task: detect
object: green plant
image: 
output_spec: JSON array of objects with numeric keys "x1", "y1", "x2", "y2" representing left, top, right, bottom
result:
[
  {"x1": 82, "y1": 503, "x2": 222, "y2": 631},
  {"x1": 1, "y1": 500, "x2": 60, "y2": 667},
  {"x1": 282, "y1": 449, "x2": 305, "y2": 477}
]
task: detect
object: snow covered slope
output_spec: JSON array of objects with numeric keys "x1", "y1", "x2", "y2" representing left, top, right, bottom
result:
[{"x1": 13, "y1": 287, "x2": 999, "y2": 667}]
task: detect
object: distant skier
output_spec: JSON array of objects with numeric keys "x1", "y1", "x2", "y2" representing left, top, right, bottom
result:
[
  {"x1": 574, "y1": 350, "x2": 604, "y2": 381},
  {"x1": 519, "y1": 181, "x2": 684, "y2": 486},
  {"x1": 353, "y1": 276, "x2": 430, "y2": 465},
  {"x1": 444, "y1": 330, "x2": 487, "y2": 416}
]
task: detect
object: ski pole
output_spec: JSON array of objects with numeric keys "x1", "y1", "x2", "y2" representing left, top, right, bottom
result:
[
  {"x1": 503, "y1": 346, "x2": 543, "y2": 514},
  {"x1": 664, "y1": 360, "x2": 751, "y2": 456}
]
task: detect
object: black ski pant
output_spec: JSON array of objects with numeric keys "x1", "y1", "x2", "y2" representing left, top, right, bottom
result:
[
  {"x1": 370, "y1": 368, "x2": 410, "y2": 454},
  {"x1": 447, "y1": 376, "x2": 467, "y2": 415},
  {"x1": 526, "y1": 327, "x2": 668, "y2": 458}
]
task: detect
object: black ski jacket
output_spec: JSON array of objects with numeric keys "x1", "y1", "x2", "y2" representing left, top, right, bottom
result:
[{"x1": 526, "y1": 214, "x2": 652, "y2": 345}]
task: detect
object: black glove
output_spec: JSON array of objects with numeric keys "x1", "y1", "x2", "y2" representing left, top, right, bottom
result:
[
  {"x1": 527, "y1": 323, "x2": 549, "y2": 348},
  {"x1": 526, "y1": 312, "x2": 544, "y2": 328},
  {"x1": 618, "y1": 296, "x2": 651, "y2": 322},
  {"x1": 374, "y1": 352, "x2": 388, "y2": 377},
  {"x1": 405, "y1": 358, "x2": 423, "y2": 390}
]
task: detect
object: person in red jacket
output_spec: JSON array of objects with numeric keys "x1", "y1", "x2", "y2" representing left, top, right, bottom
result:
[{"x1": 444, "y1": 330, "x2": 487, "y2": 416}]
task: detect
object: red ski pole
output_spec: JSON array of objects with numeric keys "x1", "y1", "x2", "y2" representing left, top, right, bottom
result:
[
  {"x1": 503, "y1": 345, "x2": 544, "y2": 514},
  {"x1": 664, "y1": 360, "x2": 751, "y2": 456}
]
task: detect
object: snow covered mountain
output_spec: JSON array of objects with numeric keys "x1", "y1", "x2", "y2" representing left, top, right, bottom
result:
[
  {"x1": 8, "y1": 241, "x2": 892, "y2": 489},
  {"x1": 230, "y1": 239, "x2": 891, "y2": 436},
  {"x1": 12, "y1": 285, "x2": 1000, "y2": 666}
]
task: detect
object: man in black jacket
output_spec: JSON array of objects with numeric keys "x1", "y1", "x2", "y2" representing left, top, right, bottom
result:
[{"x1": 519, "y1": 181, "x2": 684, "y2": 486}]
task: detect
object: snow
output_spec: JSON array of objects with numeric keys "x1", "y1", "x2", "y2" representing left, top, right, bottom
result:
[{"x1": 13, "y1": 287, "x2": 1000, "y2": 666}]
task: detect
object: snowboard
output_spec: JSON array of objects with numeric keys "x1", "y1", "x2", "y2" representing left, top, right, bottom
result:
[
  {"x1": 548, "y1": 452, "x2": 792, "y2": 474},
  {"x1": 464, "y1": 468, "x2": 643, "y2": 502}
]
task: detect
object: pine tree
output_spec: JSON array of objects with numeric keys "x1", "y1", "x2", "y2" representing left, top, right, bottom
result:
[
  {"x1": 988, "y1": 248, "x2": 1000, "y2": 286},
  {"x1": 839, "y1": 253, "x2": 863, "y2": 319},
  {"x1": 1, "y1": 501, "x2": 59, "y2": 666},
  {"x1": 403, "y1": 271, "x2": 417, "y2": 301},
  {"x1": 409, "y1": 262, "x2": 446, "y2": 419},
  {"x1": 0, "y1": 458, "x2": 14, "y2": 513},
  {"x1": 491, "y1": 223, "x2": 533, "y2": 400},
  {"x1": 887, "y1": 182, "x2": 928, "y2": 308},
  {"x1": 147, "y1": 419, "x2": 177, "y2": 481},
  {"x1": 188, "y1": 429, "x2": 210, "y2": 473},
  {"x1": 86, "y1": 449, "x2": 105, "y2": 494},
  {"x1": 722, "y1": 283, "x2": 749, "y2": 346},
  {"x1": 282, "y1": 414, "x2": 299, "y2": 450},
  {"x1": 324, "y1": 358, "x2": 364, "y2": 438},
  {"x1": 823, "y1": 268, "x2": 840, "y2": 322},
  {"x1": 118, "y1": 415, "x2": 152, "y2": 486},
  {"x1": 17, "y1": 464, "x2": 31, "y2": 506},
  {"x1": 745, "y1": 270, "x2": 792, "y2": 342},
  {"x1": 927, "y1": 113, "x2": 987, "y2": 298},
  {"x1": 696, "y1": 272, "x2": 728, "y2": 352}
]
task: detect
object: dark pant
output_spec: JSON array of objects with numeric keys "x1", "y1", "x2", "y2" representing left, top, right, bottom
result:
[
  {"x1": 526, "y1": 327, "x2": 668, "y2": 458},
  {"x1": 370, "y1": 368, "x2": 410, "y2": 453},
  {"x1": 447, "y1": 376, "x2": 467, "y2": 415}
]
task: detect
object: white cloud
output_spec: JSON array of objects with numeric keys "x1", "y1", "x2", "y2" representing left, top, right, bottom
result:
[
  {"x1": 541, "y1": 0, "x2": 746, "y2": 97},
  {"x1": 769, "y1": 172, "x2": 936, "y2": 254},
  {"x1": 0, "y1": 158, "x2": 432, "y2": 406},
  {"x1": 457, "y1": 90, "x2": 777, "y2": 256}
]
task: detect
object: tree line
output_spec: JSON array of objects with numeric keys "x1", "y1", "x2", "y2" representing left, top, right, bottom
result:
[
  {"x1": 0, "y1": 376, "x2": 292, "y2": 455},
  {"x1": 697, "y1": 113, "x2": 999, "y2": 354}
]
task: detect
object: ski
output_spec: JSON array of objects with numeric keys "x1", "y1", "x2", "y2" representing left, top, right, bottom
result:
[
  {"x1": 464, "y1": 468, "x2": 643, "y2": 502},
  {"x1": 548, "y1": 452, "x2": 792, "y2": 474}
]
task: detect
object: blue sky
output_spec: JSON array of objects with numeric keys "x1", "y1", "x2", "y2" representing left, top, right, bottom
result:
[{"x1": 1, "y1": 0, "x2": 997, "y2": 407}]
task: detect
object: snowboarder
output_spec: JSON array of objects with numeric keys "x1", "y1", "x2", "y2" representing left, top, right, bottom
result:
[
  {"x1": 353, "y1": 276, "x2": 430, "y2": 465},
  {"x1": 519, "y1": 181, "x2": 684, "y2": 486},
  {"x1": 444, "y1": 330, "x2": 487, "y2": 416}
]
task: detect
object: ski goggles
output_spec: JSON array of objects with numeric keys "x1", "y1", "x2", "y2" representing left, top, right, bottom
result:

+++

EXERCISE DESCRIPTION: Return all lines from the entries that contain the string "black".

OUTPUT FOR THIS EXERCISE:
object: black ski pant
object: black ski jacket
object: black glove
object: man in black jacket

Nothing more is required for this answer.